→ Directions
Output all of the data below exactly as given.

→ Stored rows
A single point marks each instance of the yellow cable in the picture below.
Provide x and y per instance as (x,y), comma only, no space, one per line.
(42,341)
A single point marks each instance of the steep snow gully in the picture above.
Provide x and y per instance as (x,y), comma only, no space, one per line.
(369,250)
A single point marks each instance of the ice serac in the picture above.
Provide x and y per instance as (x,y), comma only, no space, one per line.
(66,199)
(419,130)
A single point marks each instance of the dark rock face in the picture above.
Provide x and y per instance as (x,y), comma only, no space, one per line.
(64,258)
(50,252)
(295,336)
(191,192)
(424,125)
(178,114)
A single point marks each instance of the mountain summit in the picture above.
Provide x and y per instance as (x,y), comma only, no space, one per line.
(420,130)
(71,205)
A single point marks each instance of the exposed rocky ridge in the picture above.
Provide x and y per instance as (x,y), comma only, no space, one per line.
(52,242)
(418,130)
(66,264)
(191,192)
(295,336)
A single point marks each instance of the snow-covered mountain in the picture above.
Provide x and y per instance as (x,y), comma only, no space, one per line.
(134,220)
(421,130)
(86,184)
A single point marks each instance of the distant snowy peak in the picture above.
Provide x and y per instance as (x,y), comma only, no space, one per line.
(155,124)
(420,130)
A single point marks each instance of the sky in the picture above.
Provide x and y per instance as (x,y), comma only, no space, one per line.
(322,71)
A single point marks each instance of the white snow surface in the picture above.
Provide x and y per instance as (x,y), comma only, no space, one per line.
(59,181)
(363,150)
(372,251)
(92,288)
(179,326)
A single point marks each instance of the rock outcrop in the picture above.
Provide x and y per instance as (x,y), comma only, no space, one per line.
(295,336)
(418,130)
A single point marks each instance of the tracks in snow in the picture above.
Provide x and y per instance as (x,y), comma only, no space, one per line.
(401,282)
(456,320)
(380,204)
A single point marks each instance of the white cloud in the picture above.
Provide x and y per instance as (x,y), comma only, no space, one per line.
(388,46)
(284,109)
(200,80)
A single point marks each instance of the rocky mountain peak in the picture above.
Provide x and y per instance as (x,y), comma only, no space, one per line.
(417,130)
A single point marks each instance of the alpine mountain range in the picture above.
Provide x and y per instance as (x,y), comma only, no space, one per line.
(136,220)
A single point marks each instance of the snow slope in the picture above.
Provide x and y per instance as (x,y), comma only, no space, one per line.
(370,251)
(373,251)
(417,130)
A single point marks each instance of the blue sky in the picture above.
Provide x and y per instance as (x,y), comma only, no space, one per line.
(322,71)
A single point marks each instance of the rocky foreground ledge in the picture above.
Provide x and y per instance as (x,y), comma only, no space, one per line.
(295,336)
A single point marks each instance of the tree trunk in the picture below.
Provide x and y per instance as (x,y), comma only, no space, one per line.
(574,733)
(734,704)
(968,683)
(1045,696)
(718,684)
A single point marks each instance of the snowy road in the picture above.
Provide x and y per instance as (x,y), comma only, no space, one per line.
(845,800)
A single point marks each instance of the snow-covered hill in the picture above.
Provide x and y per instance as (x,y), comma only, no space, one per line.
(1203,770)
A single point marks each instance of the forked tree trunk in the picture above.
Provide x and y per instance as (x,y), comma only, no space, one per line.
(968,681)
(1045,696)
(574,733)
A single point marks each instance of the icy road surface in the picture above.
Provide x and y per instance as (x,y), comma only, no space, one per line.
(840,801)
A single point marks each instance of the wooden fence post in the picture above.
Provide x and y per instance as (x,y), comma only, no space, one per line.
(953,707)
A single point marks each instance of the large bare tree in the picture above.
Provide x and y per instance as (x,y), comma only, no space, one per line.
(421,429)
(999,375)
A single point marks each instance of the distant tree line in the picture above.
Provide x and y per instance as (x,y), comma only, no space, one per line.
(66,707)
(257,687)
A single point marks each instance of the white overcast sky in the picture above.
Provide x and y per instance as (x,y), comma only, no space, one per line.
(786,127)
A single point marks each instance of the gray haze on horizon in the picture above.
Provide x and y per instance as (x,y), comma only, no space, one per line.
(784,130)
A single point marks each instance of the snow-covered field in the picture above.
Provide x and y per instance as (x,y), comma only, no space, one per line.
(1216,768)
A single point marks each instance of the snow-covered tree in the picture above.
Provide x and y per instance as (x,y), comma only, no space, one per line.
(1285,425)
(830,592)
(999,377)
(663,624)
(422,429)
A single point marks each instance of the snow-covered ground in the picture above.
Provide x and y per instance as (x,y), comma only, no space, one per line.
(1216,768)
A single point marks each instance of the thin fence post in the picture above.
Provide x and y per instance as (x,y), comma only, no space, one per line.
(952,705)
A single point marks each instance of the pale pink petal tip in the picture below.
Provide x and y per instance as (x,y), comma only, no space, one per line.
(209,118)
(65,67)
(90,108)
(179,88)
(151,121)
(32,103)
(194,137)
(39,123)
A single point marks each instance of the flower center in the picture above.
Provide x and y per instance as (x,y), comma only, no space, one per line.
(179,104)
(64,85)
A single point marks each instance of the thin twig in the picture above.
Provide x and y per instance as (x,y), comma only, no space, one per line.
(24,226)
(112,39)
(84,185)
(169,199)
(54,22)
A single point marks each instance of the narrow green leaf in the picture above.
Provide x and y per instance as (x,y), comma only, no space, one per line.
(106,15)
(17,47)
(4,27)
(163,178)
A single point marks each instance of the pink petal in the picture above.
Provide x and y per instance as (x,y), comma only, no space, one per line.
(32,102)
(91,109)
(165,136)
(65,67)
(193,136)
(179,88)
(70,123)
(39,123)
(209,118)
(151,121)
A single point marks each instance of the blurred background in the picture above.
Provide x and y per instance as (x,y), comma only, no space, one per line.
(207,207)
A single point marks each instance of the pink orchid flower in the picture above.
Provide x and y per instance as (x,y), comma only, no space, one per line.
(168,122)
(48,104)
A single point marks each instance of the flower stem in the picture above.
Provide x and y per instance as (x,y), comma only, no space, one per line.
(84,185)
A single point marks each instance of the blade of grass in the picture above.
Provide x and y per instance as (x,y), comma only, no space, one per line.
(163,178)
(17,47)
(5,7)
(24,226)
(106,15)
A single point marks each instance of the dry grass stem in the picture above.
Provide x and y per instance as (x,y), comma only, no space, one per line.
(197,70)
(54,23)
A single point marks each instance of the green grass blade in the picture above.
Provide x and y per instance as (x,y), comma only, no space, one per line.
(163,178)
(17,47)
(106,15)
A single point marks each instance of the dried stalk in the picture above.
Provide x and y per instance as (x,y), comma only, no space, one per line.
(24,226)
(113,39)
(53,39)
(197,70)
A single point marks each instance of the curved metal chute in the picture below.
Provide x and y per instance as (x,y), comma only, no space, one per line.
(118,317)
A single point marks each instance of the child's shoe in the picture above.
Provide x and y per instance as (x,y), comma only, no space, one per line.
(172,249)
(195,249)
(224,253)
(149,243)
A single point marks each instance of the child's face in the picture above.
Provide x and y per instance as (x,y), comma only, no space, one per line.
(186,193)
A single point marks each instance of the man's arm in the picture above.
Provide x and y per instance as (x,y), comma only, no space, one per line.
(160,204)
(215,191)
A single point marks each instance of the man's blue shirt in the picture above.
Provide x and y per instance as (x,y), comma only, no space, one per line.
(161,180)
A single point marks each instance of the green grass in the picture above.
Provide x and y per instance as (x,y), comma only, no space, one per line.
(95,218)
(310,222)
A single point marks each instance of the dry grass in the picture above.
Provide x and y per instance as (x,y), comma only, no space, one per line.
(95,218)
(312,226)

→ Solution to this task
A single point marks each instance of the yellow cable in the picture below.
Provide x and y per instance as (x,y), comma only, no space, one per line.
(42,341)
A single point marks each instance of the steep snow gully in the picture above.
Provide x and y per instance as (x,y), comma only, no space, one per line.
(369,250)
A single point marks each instance of the ice serac in the picture above.
Provide x and y per instance as (x,y), comma only, no space, one per line.
(66,199)
(419,130)
A single point marks each instance of the dark rock face in the picture above.
Provide x and y per instance as (x,y), comma only, no space, one per line.
(64,258)
(50,252)
(295,336)
(191,192)
(424,125)
(178,114)
A single point marks each instance of the mountain summit in the picture above.
Provide x and y per instance as (x,y), comma only, no space, one per line.
(420,130)
(71,205)
A single point marks each instance of the exposed rocky ridge in the picture above.
Provide x and y per instance as (x,y), comma only, no space, one per line.
(52,242)
(418,130)
(66,264)
(191,192)
(295,336)
A single point marks each instance of the snow-covered mountain in the picture above.
Provide x and y per instance as (x,y), comma only, no space, one per line.
(134,220)
(421,130)
(86,184)
A single point marks each instance of the distant snowy peak in the picture above.
Provide x and y per instance as (x,y), comma only, no space, one per line.
(155,124)
(420,130)
A single point marks each instance of the sky in the picture above.
Provide x and y per instance as (x,y), comma only, no space, one per line.
(322,71)
A single point marks each instance of the white snow surface in the picture above.
Provide x and y per instance as (x,y), comma only, no space, one per line.
(59,181)
(363,150)
(372,251)
(92,288)
(179,326)
A single point marks each instance of the rock outcrop in the picture above.
Provide x and y per instance as (x,y), comma only, no space, one per line.
(295,336)
(418,130)
A single point marks each instance of the tracks in snow in the picture above.
Provide x and y per instance as (x,y), comma only, no space, one per line.
(401,282)
(456,320)
(380,204)
A single point marks each instance of the white cloud in the picture above.
Provide x and y per instance as (x,y), comma only, no space, one per line.
(388,46)
(284,109)
(200,80)
A single point marks each instance of the rocky mountain peak in the picture above.
Provide x and y per instance as (x,y), comma only, no space, one per line.
(417,130)
A single point marks each instance of the alpine mountain range in the picture above.
Provide x and y per instance as (x,y), comma only, no space, one per line.
(136,220)
A single point marks each instance of the snow slope in the picture above.
Provide x and y per instance as (x,y), comma only, no space, one per line.
(370,251)
(373,251)
(417,130)
A single point marks each instance of the blue sky in the picture above.
Provide x and y per instance as (x,y), comma only, no space, one per line.
(322,71)
A single point marks each instance of the rocky foreground ledge in the picture above.
Provide x and y per instance as (x,y), comma only, no space, one per line.
(295,336)
A single point marks each instance of the tree trunk in the picture below.
Provide x and y per instance as (x,y), comma only, no space, one per line.
(574,733)
(734,704)
(968,683)
(1045,696)
(718,684)
A single point marks each instance of the snowy road in the picture above.
Provide x and y per instance as (x,y), comma only, no space, one per line.
(845,800)
A single point marks each instance of the snow-covered hill in the picture above.
Provide x and y per instance as (x,y), comma only, no space, one per line.
(1203,770)
A single point marks each instance of the forked tree trunk in the picture above.
Provide x and y per instance as (x,y), comma only, no space, one per line.
(968,681)
(1045,696)
(574,733)
A single point marks each instance of the icy road surface in the picture above.
Provide x and y per instance as (x,y), comma only, no space, one per line.
(840,801)
A single point marks each instance of the wooden fence post in the picture above.
Provide x and y per instance as (x,y), comma only, no space, one per line.
(953,707)
A single point marks each instance of the large bare tree in the picture above.
Provide x and y per instance as (x,y), comma only, no space, one per line.
(421,429)
(999,375)
A single point marks each instance of the distant tree line in the picture above.
Provide x and y per instance as (x,y), comma only, no space, one per line.
(66,707)
(257,687)
A single point marks each instance of the white overcast sky in the picture above.
Provide x and y per instance as (x,y), comma only, no space, one per line.
(786,127)
A single point marks each instance of the gray haze on horizon in the picture above.
Provide x and y per instance as (x,y), comma only, no space, one per line.
(784,130)
A single point marks each instance of the snow-covered field in the picture above.
Provide x and y per instance as (x,y), comma only, no space, one per line.
(1216,768)
A single point marks each instance of the snow-covered tree in the picture above.
Provide x and y per instance as (x,y), comma only, no space, one per line.
(1285,425)
(830,592)
(999,377)
(663,624)
(422,429)
A single point marks each instance of the snow-covered ground in the picture above.
Provide x and y per instance as (x,y), comma only, no space, one per line.
(1216,768)
A single point marks each instance of the thin fence post in the picture above.
Provide x and y per instance as (x,y), comma only, no space, one per line.
(952,705)
A single point marks each instance of the pale pink petal tip in the picture below.
Provide x and y per instance as (x,y), comma only, no space, one per line.
(209,118)
(65,67)
(90,108)
(179,88)
(151,121)
(32,103)
(194,137)
(39,123)
A single point marks each instance of the flower center in the picture above.
Provide x and y per instance as (x,y), comma only, no space, one per line.
(179,104)
(64,85)
A single point marks each instance of the thin twig in the picture above.
Provide x and y per instance as (x,y), comma only, no space, one per line.
(24,226)
(112,39)
(84,185)
(169,199)
(54,22)
A single point marks each instance of the narrow green leaf in the picture above.
Provide x and y per instance as (x,y), comma only, no space, one per line.
(106,15)
(17,47)
(4,27)
(163,178)
A single point marks each instance of the pink petal in the picture above.
Provide x and y per instance as (x,y), comma only, no space, one per line.
(32,102)
(91,109)
(165,136)
(65,67)
(193,136)
(179,88)
(70,123)
(39,123)
(209,118)
(151,121)
A single point marks each instance of the blurred background in the picture above.
Provide x and y per instance as (x,y), comma only, no space, one per line.
(207,207)
A single point marks each instance of the pink orchid flower in the picture above.
Provide x and y per instance as (x,y), comma only, no space, one per line.
(168,122)
(48,104)
A single point marks each instance of the flower stem in the picture above.
Provide x and y per instance as (x,y), comma only, no space, one per line.
(84,185)
A single point marks each instance of the blade of grass in the picture above.
Provide x and y per instance as (x,y), comma only, no space, one per line.
(163,178)
(17,47)
(5,7)
(24,226)
(106,15)
A single point marks each instance of the dry grass stem in the picture above.
Provide x and y per instance as (x,y), comma only, no space, one per line.
(197,70)
(54,23)
A single point marks each instance of the green grass blade in the picture above.
Provide x and y per instance as (x,y), comma only, no space, one per line.
(163,178)
(17,47)
(106,15)
A single point marks each instance of the dried stalk in the picture above.
Provide x and y per instance as (x,y), comma only, no space, one per line.
(24,226)
(113,39)
(53,39)
(197,70)
A single point marks each instance of the curved metal chute in the picture below.
Provide x and y per instance as (x,y), comma only, no space, one per line.
(118,317)
A single point marks each instance of the child's shoe in the picture above.
Provide x and y per instance as (x,y), comma only, no space, one per line.
(172,249)
(195,249)
(224,253)
(149,243)
A single point marks each instance of the child's face in the picture above.
Provide x and y per instance as (x,y), comma only, no space, one per line.
(186,193)
A single point marks each instance of the man's arm in the picture above.
Provide x and y per instance as (x,y), comma only, no space, one per line.
(160,204)
(215,191)
A single point marks each instance of the man's blue shirt in the picture above.
Provide x and y per instance as (x,y), comma only, no space, one per line.
(161,180)
A single point marks each instance of the green grass in the picture above.
Provide x and y per instance as (x,y), comma only, no space, one per line.
(95,218)
(310,222)
A single point marks each instance of the dry grass in the picture above.
Provide x and y per instance as (x,y), comma only, no space, one per line.
(95,218)
(312,226)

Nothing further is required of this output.